**SOURCE TEXT**

--------------------------------

Investing in employee resource groups (ERGs) is a great way to give your employees a voice, for them to meet and connect with others in their organization who have similar purpose and passion and to provide an additional sense of belonging. However, ERGs can also be a tool to help alleviate stress and fear amongst employees during the coronavirus pandemic.
As work has moved remote due to coronavirus, maintaining that sense of connectedness and maintaining ERGs in general may have become a challenge for companies [who have ERGs]. Some may have fallen to the wayside completely, yet as we have come to learn so well over the past few months, the ability for employees to reach out, connect, collaborate and feel heard is more important now than ever. A study focused on the mobilization of ERGs during coronavirus found that twenty-five percent of surveyed ERG Leaders reported their companies ERGs were not being utilized to help either their own employees nor the community. The other seventy-five percent of respondents reported that their companies were tapping into ERGs as a way to help employees in the following ways:
ERGs, which typically have a defined social, professional or attribute-centered purpose, are reportedly being used to help alleviate fear and stress amongst employees during the pandemic. ERGs began sharing general coronavirus information and communications about important changes and updates. They are also being used as another way to check in on employees and get a pulse on how employees are feeling and coping. Using ERGs as an avenue for checking in on the wellbeing of employees also allows for the open discussion of needs and challenges during mandatory work from home policy and statewide shelter in place orders. As per the survey, companies are also tapping into their ERGs who use social media as a way to connect with employees and the community to uplift groups and share helpful resources with the masses. Many ERGs have experienced growth in light of the pandemic. Several ERG Leaders, for example, shared that their parenting ERGs really began to build out during coronavirus. These groups pivoted to the current needs of parents, and began sharing creative and educational activities for parents to do with their children and other helpful support resources and webinars.

--------------------------------

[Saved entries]
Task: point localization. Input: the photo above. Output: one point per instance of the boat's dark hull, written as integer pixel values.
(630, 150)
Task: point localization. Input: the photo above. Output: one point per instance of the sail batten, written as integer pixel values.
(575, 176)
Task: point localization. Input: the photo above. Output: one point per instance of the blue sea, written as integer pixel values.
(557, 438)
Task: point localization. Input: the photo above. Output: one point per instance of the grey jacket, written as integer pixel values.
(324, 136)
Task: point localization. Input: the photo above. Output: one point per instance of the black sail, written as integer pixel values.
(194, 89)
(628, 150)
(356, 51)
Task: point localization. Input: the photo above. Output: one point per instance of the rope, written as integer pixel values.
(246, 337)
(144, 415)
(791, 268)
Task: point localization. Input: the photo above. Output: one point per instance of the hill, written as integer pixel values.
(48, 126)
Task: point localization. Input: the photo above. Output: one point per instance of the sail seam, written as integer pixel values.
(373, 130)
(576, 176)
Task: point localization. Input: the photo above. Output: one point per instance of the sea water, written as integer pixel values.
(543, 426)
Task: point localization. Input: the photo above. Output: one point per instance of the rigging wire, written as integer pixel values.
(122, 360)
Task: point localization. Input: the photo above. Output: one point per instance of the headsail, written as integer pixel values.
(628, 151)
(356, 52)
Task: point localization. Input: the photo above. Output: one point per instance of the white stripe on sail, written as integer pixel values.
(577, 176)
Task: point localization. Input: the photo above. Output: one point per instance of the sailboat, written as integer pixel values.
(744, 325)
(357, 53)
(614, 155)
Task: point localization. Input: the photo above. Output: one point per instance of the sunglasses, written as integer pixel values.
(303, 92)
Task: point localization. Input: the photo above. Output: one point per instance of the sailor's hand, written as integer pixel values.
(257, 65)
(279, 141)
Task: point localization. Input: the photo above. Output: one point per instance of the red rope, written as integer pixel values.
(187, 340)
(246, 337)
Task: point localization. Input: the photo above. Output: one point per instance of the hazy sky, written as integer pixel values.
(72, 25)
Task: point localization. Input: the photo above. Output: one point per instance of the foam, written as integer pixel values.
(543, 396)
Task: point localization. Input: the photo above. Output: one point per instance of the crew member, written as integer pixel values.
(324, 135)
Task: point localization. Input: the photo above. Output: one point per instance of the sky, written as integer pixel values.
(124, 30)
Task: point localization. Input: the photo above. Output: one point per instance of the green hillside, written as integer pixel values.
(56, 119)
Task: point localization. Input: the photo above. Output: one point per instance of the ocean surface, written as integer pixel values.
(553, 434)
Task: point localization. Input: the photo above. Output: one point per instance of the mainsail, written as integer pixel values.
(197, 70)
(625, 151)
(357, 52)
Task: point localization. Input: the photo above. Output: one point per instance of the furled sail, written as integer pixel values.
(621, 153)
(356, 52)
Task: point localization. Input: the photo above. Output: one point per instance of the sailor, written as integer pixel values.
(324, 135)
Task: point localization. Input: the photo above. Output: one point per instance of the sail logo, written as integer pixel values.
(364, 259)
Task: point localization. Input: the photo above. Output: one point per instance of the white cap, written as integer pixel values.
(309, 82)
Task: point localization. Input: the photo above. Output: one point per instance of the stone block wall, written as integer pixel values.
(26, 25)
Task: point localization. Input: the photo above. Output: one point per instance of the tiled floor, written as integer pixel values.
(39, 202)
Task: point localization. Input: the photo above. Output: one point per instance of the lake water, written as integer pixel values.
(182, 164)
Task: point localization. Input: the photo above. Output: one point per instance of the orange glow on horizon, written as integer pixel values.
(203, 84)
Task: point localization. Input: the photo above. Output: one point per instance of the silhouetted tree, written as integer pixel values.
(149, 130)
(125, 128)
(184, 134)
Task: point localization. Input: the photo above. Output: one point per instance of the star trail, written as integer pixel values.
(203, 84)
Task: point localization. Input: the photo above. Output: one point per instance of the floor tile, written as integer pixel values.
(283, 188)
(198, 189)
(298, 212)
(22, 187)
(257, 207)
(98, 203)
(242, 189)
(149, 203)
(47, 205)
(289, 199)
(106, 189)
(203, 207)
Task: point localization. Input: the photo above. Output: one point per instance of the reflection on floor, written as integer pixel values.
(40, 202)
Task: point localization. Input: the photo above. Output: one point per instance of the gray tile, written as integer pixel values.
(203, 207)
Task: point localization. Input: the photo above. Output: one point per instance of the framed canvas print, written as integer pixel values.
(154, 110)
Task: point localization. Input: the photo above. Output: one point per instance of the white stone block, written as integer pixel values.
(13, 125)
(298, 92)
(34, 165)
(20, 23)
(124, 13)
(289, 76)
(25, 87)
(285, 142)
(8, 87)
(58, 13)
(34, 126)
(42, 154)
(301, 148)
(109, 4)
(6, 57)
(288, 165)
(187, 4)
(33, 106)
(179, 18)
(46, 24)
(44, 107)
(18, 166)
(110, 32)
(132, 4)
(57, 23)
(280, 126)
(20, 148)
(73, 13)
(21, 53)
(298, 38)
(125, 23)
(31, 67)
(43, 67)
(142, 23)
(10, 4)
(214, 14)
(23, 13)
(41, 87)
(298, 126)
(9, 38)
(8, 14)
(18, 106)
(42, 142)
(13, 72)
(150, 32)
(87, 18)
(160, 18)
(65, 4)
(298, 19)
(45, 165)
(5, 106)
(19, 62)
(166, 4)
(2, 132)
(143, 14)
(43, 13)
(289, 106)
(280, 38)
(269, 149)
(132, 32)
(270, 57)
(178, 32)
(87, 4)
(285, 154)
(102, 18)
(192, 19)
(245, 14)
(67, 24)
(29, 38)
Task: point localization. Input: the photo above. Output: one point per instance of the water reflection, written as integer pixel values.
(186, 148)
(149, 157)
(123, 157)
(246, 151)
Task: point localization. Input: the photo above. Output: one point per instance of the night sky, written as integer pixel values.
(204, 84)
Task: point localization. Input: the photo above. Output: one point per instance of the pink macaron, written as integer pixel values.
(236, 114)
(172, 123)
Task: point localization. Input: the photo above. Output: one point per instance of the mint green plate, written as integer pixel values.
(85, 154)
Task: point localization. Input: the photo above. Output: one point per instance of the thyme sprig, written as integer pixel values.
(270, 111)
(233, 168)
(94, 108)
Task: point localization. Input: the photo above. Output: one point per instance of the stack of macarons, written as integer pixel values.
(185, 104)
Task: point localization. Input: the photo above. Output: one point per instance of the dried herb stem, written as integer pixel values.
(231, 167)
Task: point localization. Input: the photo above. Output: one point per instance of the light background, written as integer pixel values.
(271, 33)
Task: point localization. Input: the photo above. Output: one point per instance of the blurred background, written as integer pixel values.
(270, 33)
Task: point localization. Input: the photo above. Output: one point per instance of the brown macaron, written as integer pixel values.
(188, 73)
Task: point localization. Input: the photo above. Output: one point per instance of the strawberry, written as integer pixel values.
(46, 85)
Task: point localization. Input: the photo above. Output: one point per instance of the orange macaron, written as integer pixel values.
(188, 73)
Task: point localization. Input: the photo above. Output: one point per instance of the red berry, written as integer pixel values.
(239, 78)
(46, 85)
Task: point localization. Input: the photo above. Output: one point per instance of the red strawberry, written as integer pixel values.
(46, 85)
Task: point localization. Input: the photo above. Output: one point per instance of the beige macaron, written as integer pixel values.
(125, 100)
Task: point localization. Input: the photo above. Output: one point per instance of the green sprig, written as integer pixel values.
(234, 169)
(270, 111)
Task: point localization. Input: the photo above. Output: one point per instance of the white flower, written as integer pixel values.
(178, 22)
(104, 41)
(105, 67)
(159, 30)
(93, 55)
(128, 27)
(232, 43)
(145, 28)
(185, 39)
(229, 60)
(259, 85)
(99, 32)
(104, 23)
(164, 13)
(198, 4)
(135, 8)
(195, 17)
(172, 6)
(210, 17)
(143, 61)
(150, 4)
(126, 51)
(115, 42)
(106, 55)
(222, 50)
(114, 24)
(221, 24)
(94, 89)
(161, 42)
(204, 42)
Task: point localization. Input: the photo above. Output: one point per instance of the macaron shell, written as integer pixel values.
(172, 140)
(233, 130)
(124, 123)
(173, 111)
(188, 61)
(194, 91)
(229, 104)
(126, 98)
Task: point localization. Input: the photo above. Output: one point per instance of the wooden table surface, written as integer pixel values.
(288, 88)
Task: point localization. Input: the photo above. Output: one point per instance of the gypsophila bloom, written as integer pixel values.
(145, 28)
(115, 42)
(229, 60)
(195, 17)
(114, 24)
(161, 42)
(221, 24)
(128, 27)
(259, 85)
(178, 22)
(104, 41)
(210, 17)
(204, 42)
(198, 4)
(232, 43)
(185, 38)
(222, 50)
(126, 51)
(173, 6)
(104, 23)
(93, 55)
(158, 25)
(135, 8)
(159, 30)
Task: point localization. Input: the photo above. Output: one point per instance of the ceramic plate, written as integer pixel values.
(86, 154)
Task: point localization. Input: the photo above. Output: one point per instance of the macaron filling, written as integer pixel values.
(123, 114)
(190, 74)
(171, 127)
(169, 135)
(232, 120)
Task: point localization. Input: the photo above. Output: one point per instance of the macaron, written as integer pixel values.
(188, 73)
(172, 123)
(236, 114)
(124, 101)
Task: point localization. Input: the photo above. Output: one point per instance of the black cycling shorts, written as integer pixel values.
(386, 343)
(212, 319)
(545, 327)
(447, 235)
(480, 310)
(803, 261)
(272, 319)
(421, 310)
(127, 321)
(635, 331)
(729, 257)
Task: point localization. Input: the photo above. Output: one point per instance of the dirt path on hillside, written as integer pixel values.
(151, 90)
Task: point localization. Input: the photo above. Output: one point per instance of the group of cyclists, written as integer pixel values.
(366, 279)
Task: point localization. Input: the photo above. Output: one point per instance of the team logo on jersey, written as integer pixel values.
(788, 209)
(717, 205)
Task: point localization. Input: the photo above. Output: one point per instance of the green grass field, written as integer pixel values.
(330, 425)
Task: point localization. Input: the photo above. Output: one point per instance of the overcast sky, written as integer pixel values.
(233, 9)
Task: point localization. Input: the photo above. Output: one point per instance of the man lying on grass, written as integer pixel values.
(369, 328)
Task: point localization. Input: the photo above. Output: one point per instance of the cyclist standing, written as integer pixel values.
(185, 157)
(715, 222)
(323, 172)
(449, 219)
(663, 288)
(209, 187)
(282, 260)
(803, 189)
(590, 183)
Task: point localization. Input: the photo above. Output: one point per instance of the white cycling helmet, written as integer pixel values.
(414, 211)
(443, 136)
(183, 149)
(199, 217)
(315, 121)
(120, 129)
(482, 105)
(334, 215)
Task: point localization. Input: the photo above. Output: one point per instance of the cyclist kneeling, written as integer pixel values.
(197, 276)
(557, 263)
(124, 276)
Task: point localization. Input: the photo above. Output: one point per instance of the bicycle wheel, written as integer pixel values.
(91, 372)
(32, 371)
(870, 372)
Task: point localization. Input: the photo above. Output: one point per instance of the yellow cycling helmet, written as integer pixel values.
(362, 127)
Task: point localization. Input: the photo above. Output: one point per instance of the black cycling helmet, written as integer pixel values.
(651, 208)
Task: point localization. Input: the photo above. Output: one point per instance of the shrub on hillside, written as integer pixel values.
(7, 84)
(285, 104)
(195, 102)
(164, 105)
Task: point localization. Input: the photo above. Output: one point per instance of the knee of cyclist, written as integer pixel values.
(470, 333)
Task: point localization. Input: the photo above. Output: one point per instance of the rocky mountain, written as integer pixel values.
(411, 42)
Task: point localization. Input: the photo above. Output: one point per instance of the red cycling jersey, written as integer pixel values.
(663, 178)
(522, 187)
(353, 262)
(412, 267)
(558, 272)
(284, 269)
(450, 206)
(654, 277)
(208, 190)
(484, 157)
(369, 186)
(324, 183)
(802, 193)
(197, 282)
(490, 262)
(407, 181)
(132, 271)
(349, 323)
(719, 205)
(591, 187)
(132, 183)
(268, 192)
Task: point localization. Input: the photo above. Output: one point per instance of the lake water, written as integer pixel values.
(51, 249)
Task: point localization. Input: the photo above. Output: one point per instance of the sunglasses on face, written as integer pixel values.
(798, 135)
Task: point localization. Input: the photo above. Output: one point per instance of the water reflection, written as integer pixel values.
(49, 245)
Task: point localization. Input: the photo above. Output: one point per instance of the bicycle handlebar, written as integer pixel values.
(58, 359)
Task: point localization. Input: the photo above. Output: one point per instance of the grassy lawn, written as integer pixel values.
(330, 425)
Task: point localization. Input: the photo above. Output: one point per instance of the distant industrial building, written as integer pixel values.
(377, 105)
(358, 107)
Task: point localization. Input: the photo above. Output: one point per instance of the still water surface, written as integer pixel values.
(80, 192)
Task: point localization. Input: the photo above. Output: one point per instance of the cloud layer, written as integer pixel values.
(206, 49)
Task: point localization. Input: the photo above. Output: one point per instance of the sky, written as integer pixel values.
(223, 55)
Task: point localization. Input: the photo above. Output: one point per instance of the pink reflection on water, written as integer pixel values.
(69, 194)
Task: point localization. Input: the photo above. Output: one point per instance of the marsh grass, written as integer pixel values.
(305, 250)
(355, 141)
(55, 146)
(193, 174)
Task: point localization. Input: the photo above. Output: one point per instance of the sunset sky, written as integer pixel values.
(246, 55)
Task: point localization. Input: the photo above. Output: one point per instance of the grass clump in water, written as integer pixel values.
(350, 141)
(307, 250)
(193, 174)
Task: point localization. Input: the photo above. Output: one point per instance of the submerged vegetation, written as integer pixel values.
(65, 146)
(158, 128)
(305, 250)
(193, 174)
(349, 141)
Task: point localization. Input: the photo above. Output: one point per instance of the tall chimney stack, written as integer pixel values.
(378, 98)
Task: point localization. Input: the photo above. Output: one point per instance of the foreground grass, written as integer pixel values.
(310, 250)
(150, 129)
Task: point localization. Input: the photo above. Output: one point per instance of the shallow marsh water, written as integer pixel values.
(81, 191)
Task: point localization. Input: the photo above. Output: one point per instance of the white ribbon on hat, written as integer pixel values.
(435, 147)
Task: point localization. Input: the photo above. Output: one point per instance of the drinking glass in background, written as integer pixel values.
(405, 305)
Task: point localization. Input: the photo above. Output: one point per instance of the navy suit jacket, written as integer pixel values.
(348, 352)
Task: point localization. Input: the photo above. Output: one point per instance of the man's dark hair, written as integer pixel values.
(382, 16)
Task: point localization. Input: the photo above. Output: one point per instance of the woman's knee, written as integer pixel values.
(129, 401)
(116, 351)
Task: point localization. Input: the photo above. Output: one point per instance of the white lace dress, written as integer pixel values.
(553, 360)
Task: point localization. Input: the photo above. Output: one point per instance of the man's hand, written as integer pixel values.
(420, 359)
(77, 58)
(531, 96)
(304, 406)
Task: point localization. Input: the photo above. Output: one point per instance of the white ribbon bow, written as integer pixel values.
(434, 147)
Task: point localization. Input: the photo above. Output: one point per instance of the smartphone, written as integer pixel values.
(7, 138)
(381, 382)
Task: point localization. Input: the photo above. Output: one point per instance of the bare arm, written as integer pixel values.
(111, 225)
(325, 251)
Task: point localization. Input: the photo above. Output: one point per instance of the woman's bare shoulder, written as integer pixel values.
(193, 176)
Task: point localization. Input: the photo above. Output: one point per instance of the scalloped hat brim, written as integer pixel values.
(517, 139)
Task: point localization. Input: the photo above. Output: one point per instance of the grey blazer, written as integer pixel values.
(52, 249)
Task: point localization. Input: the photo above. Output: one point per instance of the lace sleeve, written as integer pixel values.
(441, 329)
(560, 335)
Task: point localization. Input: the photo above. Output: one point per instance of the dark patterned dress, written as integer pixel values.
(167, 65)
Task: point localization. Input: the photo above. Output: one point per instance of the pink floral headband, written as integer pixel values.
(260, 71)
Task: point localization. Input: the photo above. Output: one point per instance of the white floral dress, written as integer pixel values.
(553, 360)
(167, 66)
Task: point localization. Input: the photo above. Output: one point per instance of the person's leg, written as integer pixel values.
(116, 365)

--------------------------------

**EXPLORE THE MATERIAL**
1 - According to the text on employee resource groups during the pandemic, what share of surveyed ERG Leaders said their companies' ERGs were not being used to help employees or the community?
2 - Continue the text on employee resource groups during the pandemic, starting after its final sentence.
These entries were taken from a different source than the text.

**RESPONSES BY ITEM NUMBER**
1 - Twenty-five percent.

2 -
If you have’t already, consider tapping into and mobilizing your companies ERGs to support employees during this uncertain time. If no ERGs exist, it may be a great time to learn more about them. Fear continues to escalate from the unknowns associated with the coronavirus, but employees trust their peers, and ERG leaders. ERGs can be a tool to help drive higher levels of coping within an organization. Here, the bottoms-up approach that an ERG provides is a tool that can be leveraged to help those employees who are more isolated, self-quarantined or who are working from home.